| Directive |
Start with the line containing "Target: sun lounger" and write out each line through the end of the listing, exactly as given.

****************************************

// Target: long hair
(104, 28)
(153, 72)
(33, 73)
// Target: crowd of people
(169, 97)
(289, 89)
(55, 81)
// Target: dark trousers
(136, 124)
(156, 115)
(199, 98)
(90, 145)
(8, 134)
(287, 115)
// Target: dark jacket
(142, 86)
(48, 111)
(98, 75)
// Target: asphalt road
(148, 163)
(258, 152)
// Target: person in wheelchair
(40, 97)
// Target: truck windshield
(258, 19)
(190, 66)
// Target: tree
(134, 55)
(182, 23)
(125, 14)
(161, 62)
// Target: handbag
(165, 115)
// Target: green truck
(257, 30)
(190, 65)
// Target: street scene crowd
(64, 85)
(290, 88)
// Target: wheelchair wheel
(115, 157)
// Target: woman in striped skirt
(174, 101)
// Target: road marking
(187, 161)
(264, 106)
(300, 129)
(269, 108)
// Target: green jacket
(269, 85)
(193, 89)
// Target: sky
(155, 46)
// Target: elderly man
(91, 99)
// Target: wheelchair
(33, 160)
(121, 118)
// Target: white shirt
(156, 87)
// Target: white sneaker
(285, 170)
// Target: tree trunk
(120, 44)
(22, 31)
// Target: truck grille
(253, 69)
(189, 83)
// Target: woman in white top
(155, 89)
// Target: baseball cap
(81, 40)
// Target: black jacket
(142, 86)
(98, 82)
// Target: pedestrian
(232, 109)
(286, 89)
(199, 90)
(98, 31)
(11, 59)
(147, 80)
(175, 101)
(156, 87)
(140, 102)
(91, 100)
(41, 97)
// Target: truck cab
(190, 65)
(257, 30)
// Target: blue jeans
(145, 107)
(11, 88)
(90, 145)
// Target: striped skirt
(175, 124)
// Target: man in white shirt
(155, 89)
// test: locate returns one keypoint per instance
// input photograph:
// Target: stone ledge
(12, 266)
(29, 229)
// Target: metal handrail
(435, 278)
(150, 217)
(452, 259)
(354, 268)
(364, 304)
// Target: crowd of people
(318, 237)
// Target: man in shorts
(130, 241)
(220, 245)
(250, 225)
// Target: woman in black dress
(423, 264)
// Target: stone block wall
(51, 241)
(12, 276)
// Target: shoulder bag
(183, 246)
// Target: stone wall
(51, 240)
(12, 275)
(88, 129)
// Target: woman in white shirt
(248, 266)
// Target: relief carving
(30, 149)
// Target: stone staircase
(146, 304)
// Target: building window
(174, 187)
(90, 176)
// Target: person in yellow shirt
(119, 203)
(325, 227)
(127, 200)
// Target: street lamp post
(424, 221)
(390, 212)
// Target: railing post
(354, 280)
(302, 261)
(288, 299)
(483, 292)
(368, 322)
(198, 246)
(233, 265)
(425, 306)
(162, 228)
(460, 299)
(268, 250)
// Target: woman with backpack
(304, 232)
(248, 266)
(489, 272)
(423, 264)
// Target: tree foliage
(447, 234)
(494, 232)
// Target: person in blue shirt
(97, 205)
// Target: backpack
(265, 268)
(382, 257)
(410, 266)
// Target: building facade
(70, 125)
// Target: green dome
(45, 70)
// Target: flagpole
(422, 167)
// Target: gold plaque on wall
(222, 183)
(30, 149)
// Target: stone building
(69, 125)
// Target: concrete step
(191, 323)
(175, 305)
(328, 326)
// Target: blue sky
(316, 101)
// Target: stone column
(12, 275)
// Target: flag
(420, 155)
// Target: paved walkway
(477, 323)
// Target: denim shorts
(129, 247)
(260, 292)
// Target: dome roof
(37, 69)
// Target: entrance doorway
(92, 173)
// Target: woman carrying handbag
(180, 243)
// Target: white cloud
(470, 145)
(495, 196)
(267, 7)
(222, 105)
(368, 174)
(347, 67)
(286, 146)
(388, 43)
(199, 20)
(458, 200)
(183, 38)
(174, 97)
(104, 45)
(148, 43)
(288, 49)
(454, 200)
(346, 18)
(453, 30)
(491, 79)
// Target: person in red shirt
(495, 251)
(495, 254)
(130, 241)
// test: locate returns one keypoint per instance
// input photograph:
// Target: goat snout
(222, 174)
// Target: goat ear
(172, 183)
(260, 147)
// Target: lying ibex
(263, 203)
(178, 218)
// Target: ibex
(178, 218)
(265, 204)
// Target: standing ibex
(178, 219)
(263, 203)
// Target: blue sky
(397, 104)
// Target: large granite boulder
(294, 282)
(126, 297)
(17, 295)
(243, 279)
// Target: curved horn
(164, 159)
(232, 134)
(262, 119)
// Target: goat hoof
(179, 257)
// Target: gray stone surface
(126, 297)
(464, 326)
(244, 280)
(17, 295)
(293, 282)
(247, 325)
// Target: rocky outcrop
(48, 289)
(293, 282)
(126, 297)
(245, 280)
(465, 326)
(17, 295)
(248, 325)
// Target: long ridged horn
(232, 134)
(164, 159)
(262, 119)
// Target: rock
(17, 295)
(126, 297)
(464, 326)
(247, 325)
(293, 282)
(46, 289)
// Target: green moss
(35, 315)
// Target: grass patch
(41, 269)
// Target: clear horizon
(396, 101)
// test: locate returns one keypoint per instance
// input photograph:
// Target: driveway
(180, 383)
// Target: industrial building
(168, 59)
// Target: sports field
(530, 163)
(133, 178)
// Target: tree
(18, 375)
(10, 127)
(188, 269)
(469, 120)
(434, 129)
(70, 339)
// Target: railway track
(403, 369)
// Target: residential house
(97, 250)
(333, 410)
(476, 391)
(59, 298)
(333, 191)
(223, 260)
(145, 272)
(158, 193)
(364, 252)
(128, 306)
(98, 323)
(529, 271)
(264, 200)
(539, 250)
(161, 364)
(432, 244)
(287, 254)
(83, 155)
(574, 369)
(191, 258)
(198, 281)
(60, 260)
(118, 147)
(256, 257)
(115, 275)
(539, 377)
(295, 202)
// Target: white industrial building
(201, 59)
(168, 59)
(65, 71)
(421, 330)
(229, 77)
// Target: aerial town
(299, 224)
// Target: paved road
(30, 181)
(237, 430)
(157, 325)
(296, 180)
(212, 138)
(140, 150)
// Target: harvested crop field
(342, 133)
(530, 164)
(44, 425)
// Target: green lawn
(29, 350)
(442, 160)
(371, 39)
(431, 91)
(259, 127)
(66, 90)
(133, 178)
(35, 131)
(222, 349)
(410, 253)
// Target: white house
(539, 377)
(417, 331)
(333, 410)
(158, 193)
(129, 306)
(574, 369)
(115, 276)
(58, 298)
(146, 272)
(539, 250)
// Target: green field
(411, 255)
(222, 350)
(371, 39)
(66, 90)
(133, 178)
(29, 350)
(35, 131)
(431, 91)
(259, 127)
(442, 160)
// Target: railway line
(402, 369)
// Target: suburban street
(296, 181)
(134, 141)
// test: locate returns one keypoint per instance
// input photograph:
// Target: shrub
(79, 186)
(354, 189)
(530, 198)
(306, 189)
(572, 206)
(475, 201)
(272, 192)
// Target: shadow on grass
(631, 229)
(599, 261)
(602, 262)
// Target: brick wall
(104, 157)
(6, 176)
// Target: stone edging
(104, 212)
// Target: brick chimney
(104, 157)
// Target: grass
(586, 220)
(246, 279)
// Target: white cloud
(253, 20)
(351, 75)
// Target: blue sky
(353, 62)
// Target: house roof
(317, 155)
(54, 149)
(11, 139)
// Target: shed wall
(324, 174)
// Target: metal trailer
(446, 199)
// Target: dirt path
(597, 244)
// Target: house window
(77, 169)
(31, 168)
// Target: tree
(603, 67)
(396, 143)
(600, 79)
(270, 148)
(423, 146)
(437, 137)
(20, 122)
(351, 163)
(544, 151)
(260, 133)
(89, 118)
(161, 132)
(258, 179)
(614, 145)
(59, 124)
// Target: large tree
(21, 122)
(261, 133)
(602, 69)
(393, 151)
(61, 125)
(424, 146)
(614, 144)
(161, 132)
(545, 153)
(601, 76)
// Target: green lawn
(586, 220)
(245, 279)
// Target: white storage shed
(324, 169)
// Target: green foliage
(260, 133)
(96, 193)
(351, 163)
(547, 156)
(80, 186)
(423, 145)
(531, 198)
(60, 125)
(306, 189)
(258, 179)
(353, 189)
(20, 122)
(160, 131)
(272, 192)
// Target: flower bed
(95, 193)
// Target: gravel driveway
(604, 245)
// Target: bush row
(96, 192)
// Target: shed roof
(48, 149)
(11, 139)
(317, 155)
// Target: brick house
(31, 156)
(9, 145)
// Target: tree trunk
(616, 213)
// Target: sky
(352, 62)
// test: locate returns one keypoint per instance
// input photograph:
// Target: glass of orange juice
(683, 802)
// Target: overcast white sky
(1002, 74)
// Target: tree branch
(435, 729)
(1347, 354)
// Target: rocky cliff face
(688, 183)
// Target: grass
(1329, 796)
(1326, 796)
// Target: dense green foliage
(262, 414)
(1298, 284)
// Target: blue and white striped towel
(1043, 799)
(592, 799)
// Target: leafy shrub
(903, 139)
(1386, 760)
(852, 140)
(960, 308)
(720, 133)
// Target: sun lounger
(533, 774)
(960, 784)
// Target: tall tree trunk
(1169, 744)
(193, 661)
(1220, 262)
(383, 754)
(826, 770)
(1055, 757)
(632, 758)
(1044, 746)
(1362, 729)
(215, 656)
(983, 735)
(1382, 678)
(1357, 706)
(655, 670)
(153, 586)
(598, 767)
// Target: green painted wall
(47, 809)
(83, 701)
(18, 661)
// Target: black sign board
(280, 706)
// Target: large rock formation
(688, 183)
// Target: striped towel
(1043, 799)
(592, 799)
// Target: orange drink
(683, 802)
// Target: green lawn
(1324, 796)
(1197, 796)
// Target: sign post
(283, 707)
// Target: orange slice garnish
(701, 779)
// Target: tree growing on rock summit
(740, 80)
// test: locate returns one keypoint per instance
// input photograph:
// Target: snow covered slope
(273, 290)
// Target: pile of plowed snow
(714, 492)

****************************************

| Reply to the task |
// Target: sun lounger
(533, 774)
(960, 784)
// Target: tall tree trunk
(1169, 744)
(193, 661)
(1220, 262)
(383, 754)
(826, 770)
(1055, 757)
(632, 758)
(1044, 746)
(1362, 729)
(215, 656)
(983, 735)
(1382, 678)
(1357, 706)
(655, 670)
(153, 586)
(598, 767)
// Target: green painted wall
(47, 809)
(83, 701)
(18, 661)
// Target: black sign board
(280, 706)
// Target: large rock formation
(688, 183)
// Target: striped towel
(1043, 799)
(592, 799)
// Target: orange drink
(683, 802)
// Target: green lawn
(1324, 796)
(1197, 796)
// Target: sign post
(283, 707)
// Target: orange slice garnish
(701, 779)
// Target: tree growing on rock summit
(740, 80)
// test: locate returns one keypoint per instance
// input photograph:
// Target: snow covered slope
(273, 290)
// Target: pile of plowed snow
(714, 492)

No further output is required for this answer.